-------- Texte cité --------

Un des romans les plus accessibles de Balzac adapté au cinéma par Yves Angelo en 1994.
On note quelques petites différences entre roman et l'adaptation. Notamment dans la conclusion. Alors que le roman reste féroce sur l'injustice commise sur le colonel qui préfère conserver son honneur face à l'ignominie et se retire, avec tout son mépris, laissant la comtesse Ferraud maîtresse du champ de bataille, le film transforme l'avoué, écœuré par tant de turpitudes, en une sorte de justicier (soft).
Mais c'est un détail qui fait plaisir dans le film car la comtesse va beaucoup perdre … Je m'interroge un tout petit peu sur la vraisemblance car un notaire est plutôt homme à ménager la chèvre et le chou. Surtout si la chèvre a du pouvoir et si le chou est bien gras.

--------

# Consignes
1 – Recopiez fidèlement le passage du texte sur l'adaptation du roman de Balzac, en commençant à « On note quelques » et en terminant à « de justicier (soft). ».
2 – Quels noms propres de personnes apparaissent dans le texte sur l'adaptation du roman de Balzac ?
3 – En quelle année le roman de Balzac a-t-il été adapté au cinéma, d'après le texte ?
Les lignes n'interviennent en rien dans ce travail.

-------- Données affichées --------

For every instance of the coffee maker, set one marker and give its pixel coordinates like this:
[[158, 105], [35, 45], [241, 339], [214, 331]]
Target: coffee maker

--------

# Réponses rédigées
1 –
On note quelques petites différences entre roman et l'adaptation. Notamment dans la conclusion. Alors que le roman reste féroce sur l'injustice commise sur le colonel qui préfère conserver son honneur face à l'ignominie et se retire, avec tout son mépris, laissant la comtesse Ferraud maîtresse du champ de bataille, le film transforme l'avoué, écœuré par tant de turpitudes, en une sorte de justicier (soft).

2 – Balzac, Yves Angelo, Ferraud

3 – En 1994.